» **Records from a data source**

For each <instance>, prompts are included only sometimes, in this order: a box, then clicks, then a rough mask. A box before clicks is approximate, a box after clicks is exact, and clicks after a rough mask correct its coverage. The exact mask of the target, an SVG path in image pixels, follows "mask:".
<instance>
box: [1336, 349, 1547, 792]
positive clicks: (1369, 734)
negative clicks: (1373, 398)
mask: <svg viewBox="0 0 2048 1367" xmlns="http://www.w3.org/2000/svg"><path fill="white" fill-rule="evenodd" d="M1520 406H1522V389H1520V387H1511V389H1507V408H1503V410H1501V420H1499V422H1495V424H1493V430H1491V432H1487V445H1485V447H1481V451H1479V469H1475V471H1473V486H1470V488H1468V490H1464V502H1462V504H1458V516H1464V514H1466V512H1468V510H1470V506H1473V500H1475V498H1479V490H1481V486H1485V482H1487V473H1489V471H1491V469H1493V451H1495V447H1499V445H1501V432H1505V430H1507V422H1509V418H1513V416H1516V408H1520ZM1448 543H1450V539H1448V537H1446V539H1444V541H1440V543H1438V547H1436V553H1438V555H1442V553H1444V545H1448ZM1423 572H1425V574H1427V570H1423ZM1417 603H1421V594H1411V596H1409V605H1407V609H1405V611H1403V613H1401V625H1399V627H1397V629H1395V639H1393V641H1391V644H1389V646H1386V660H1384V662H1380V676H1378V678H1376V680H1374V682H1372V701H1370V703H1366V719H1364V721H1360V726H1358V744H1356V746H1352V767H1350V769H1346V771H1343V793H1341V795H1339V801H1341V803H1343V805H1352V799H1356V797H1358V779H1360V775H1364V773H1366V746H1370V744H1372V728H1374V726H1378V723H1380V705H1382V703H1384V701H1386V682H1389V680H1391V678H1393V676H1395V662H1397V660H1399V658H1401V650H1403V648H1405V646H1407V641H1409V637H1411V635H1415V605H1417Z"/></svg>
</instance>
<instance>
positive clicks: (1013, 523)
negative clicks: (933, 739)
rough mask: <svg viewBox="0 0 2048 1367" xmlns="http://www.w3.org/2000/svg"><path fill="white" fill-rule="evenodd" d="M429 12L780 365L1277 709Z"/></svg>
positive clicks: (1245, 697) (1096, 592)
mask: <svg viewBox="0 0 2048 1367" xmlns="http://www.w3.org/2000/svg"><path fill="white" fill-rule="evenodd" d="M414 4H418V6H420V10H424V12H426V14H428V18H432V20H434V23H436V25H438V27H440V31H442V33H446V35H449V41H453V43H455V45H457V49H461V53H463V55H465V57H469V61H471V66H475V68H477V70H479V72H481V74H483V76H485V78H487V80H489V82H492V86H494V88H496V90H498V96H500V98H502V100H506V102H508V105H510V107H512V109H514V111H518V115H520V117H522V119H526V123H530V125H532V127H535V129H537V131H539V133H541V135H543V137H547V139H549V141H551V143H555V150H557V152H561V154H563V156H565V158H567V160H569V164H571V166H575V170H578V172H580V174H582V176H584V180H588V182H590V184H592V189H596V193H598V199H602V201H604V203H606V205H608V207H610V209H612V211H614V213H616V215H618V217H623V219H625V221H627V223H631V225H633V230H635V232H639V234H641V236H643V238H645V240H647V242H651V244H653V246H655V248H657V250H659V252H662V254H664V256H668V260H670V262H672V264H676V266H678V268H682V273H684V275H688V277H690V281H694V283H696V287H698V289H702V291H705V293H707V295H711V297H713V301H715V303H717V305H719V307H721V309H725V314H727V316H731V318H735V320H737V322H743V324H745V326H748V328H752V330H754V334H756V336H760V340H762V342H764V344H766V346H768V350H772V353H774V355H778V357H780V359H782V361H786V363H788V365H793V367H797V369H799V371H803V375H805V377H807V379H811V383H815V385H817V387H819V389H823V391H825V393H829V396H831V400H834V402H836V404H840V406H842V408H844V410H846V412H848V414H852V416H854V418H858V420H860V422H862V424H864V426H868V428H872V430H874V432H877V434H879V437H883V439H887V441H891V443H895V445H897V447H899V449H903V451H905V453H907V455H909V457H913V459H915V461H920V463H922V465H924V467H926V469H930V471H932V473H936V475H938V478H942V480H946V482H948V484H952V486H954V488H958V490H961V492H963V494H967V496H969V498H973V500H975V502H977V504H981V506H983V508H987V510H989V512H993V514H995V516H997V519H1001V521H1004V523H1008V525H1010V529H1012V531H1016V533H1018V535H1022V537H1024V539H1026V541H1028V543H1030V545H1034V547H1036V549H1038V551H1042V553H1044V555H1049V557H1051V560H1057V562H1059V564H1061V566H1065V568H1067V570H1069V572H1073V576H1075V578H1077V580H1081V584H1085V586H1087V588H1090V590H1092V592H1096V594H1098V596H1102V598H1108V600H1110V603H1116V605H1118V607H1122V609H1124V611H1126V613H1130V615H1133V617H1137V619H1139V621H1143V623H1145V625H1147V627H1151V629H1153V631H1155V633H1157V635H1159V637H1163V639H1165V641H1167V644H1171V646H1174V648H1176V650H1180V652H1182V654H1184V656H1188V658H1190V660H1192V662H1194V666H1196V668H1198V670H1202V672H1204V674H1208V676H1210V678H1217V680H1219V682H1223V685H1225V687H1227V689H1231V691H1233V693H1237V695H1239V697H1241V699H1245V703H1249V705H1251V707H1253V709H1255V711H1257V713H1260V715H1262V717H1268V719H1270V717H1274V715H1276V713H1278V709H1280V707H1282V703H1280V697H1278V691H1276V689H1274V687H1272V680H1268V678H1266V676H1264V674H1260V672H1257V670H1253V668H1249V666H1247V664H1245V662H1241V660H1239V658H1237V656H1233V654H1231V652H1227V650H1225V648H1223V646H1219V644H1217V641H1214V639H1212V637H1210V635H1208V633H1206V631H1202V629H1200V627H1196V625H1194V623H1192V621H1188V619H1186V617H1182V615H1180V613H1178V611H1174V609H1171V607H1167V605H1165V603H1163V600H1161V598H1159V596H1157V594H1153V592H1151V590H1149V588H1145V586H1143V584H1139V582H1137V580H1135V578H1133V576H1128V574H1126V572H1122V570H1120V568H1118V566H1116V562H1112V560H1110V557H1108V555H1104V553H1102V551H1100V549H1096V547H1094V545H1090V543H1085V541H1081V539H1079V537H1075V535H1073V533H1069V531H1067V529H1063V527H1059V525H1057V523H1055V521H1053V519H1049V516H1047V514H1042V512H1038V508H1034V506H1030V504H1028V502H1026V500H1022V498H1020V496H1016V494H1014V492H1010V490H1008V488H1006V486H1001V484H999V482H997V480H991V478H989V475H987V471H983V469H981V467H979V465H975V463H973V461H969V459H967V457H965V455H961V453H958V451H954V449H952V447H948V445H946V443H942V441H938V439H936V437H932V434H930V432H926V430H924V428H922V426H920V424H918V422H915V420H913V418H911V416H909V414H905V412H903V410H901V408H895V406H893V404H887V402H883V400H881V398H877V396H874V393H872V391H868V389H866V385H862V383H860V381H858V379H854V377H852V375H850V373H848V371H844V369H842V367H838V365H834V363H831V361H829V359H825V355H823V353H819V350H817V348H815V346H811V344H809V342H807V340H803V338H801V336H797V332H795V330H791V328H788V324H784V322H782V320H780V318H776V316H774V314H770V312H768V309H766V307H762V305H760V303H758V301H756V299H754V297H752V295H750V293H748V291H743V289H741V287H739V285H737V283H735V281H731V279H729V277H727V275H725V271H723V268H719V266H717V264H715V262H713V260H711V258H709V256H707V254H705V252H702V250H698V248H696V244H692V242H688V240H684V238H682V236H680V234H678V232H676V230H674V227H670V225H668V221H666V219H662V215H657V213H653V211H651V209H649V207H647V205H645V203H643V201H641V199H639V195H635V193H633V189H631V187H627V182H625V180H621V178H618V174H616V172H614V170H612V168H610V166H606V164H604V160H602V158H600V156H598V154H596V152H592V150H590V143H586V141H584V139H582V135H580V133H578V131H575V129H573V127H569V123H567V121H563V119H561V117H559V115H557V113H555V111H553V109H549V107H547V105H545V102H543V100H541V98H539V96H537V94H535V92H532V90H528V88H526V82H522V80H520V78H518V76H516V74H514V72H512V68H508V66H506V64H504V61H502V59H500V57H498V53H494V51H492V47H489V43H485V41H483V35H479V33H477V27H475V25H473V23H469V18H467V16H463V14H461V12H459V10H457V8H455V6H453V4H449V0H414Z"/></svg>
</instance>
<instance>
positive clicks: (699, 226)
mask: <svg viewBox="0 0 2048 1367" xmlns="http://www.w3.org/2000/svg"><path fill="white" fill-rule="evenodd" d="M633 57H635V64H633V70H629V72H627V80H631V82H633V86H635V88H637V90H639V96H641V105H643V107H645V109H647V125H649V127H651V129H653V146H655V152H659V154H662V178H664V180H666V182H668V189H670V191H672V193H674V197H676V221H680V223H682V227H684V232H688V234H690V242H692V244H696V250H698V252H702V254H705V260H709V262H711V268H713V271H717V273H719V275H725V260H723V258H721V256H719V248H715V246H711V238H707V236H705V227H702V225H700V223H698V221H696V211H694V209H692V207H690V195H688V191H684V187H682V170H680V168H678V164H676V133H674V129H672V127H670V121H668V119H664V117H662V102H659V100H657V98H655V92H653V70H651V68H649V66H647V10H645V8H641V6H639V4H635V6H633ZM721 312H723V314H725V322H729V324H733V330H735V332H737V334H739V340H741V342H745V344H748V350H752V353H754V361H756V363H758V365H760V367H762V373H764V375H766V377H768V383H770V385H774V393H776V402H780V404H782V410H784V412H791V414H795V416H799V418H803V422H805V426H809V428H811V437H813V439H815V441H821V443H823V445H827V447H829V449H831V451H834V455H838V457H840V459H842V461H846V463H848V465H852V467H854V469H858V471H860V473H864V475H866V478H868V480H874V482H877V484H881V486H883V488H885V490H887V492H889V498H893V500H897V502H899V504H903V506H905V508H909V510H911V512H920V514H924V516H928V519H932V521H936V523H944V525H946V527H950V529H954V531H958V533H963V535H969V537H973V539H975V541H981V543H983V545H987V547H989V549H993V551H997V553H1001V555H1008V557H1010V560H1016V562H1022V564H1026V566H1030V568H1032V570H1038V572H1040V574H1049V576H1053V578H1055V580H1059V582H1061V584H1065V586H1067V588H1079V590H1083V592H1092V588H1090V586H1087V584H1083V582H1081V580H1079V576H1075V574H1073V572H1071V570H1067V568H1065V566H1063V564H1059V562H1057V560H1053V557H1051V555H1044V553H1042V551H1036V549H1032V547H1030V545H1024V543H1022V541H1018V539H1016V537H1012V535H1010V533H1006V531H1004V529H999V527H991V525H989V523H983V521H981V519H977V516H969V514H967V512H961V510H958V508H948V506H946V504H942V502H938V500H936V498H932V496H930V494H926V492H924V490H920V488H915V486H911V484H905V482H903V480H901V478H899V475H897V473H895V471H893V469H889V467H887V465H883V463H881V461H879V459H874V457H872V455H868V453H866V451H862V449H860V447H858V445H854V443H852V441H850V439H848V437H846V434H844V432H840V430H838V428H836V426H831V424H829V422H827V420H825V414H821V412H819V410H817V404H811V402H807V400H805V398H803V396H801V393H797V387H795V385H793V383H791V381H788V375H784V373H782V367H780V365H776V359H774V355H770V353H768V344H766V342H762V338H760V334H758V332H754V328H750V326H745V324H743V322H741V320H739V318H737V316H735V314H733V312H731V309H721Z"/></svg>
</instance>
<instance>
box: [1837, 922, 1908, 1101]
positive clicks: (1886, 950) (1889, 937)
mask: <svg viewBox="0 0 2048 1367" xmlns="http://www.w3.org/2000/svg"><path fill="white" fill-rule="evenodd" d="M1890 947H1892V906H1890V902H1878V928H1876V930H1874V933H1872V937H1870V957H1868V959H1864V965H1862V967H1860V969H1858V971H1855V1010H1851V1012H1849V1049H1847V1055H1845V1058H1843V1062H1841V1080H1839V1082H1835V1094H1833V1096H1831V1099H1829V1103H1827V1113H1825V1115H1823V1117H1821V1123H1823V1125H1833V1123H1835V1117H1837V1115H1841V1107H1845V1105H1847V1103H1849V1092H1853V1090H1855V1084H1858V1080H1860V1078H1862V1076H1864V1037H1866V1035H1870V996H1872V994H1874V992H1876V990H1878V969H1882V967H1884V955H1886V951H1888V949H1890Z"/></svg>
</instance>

» **Exercise aim**
Rewrite the material from its first line through the line that contains "negative clicks: (1373, 398)", replacing every "rough mask" with "coarse mask" and leaving everything else unchanged.

» **Exercise answer**
For each <instance>, prompts are included only sometimes, in this order: a box, then clicks, then a coarse mask. A box before clicks is approximate, a box after clicks is exact, and clicks after a coarse mask correct its coverage. The exact mask of the target, an SVG path in image pixels, follows "mask:".
<instance>
box: [1336, 349, 1547, 792]
positive clicks: (1369, 734)
negative clicks: (1373, 398)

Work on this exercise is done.